_Exercise requirements:_ Transcribe every record exactly as it appears.

[Opening Data in this exercise section]

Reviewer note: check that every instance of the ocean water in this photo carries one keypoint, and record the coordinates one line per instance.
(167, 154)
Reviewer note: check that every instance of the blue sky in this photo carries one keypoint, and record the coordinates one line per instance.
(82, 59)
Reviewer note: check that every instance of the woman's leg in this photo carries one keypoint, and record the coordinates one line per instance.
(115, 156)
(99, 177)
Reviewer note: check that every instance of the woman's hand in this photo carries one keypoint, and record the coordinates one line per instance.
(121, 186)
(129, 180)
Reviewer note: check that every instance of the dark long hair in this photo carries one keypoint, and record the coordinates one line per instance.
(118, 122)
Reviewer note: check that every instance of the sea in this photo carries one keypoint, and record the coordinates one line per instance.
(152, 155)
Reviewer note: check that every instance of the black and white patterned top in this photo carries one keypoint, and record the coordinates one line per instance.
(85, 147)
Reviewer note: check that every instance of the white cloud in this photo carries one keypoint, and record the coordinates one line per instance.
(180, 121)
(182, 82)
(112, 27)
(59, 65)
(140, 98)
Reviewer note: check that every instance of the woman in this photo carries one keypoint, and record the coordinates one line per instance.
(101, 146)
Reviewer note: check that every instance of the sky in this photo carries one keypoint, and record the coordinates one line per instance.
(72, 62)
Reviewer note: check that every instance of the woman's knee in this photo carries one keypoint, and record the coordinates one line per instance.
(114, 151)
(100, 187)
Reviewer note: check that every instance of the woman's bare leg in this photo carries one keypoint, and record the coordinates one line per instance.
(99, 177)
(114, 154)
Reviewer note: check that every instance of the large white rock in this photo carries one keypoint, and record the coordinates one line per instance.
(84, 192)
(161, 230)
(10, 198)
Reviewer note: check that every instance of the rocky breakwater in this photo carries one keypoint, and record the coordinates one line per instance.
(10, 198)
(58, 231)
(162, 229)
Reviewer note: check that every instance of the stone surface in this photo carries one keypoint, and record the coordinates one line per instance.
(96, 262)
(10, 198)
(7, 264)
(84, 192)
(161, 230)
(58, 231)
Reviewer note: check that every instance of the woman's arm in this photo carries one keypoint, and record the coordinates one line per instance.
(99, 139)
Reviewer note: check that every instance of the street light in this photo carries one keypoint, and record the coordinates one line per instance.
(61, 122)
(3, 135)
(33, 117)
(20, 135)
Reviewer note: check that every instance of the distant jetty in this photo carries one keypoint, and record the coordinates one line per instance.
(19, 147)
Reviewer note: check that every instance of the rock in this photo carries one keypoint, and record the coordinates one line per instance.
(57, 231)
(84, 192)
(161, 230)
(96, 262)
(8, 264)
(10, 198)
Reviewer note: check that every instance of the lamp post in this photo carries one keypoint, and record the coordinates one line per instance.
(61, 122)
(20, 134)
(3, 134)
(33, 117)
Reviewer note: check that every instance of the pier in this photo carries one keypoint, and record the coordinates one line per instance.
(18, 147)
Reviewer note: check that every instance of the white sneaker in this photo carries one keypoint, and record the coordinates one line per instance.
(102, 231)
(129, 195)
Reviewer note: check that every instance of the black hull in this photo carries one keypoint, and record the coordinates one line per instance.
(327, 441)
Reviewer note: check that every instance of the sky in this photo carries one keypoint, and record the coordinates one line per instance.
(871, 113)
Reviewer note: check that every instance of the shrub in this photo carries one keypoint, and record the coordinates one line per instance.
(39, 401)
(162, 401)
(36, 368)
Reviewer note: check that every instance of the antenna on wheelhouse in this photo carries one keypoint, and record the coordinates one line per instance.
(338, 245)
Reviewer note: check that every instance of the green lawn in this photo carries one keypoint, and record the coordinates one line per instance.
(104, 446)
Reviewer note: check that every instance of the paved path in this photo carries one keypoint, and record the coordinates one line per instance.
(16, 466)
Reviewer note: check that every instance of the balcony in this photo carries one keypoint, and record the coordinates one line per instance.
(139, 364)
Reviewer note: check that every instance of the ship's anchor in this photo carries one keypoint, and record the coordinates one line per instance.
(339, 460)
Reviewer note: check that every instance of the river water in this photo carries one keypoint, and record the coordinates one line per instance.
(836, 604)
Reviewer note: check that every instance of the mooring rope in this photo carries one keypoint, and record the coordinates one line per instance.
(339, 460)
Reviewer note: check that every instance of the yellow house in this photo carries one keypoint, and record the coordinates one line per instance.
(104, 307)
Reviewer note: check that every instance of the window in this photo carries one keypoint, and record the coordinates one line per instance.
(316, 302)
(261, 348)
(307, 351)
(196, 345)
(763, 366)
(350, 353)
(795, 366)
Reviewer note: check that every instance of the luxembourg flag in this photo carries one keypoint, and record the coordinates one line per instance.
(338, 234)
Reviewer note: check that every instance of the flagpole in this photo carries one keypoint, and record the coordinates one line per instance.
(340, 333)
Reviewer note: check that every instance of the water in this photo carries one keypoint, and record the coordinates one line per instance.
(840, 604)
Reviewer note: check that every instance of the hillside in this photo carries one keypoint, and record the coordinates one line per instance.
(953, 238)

[Closing Data in this exercise section]

_Solution below:_
Reviewer note: check that every instance of the ocean water in this photo carries one keypoint, and record the coordinates one line per instance.
(167, 154)
Reviewer note: check that every instance of the blue sky in this photo carries one keypoint, and record the coordinates one line per instance.
(82, 59)
Reviewer note: check that every instance of the woman's leg in this photo carries one keypoint, and record the coordinates one line per instance.
(115, 156)
(99, 177)
Reviewer note: check that every instance of the woman's hand in this photo carries one keypoint, and record the coordinates one line per instance.
(121, 186)
(129, 180)
Reviewer note: check that every instance of the dark long hair in this photo carries one keypoint, and record the coordinates one line per instance.
(118, 122)
Reviewer note: check that every instance of the sea in this photo carries one keypoint, and record the coordinates one line per instance.
(152, 155)
Reviewer note: check that every instance of the black and white patterned top in this photo carries one keypoint, and record the coordinates one line per instance.
(85, 147)
Reviewer note: check that every instance of the white cloud in this photo carries one keypoint, and record the coordinates one line per instance.
(180, 121)
(182, 82)
(112, 27)
(59, 65)
(140, 98)
Reviewer note: check that every instance of the woman in this photo carries one keypoint, and record the coordinates one line per instance.
(101, 146)
Reviewer note: check that every instance of the sky in this photo carries one keypoint, and record the coordinates one line per instance.
(72, 62)
Reviewer note: check that every instance of the woman's knee in this photo carries one keypoint, and record the coordinates one line per instance.
(114, 151)
(100, 187)
Reviewer note: check that every instance of the woman's bare leg in this photo carries one keypoint, and record the coordinates one line per instance.
(99, 177)
(114, 154)
Reviewer note: check that every instance of the large white rock in this photo carries one keypoint, and record the coordinates one line per instance.
(84, 192)
(161, 230)
(10, 198)
Reviewer note: check that every instance of the rocky breakwater in this photo carries one keypoint, and record the coordinates one line per instance.
(10, 198)
(58, 231)
(162, 229)
Reviewer note: check that every instance of the stone surface in this photo carries one keypoint, and record the coordinates one line per instance.
(96, 262)
(10, 198)
(7, 264)
(84, 192)
(161, 230)
(58, 231)
Reviewer note: check that every instance of the woman's arm in this photo carries one keypoint, and record the coordinates one line per instance.
(99, 139)
Reviewer note: check that every instance of the street light in this photo carries one keypoint, and record the coordinates one line per instance.
(61, 122)
(3, 135)
(33, 117)
(20, 135)
Reviewer note: check that every instance of the distant jetty in this photo carries one keypoint, and record the coordinates one line per instance.
(19, 147)
Reviewer note: check that every instance of the rock in this photo carries one keypoint, and record the coordinates one line per instance.
(57, 231)
(84, 192)
(161, 230)
(96, 262)
(8, 264)
(10, 198)
Reviewer note: check that every instance of the lamp post in this photo carries one keypoint, and record the coordinates one line per instance.
(61, 122)
(20, 134)
(3, 134)
(33, 117)
Reviewer note: check that every instance of the pier in this photo carries one keypoint, and record the coordinates one line per instance.
(18, 147)
Reviewer note: check that every instance of the white sneaker in this photo carries one keypoint, and record the coordinates one line per instance.
(102, 231)
(129, 195)
Reviewer note: check that every instance of the black hull in this photo carries one keypoint, and record the coordinates one line per instance.
(327, 441)
Reviewer note: check that every instance of the sky in this photo carries one keypoint, and record the coordinates one line per instance.
(871, 113)
Reviewer note: check that every instance of the shrub in this photo carries one keypoint, and record the coordinates one line per instance.
(39, 401)
(162, 401)
(36, 368)
Reviewer note: check that every instance of the antenna on wheelhouse in this photo carries one keypoint, and record the coordinates one line per instance.
(338, 245)
Reviewer note: check that every instance of the green lawn in this photo carries one keypoint, and record the coordinates one line per instance.
(104, 446)
Reviewer note: check that every instance of the paved path in this photo carries one keypoint, and record the coordinates one line per instance.
(16, 466)
Reviewer note: check that every instance of the balcony in this photo carries one keypoint, and record the coordinates one line per instance.
(139, 364)
Reviewer note: check that every instance of the ship's anchor in this photo carries one keypoint, and record the coordinates one line per instance.
(339, 460)
Reviewer note: check that every instance of the river water in this photo carries one keypoint, and record the coordinates one line per instance.
(836, 604)
Reviewer note: check that every instance of the mooring rope in this photo carries one keypoint, and record the coordinates one line per instance.
(339, 460)
Reviewer note: check that every instance of the yellow house in this photo carries one keypoint, and record the coordinates one line per instance.
(104, 307)
Reviewer note: check that every instance of the window in this photo carries one keypoint, and record the coordinates one line per instance.
(316, 302)
(261, 348)
(307, 351)
(196, 345)
(763, 366)
(350, 353)
(795, 366)
Reviewer note: check that every instance of the luxembourg flag in this photo carries one keypoint, and record the coordinates one line per instance.
(338, 234)
Reviewer note: check that every instance of the flagpole in this photo carries one keypoint, and record the coordinates one line per instance.
(340, 333)
Reviewer note: check that every instance of the water in this photo carries one keypoint, and record the coordinates one line per instance.
(840, 604)
Reviewer note: check that every instance of the hillside in this photo carries one keypoint, and record the coordinates one line per instance.
(953, 238)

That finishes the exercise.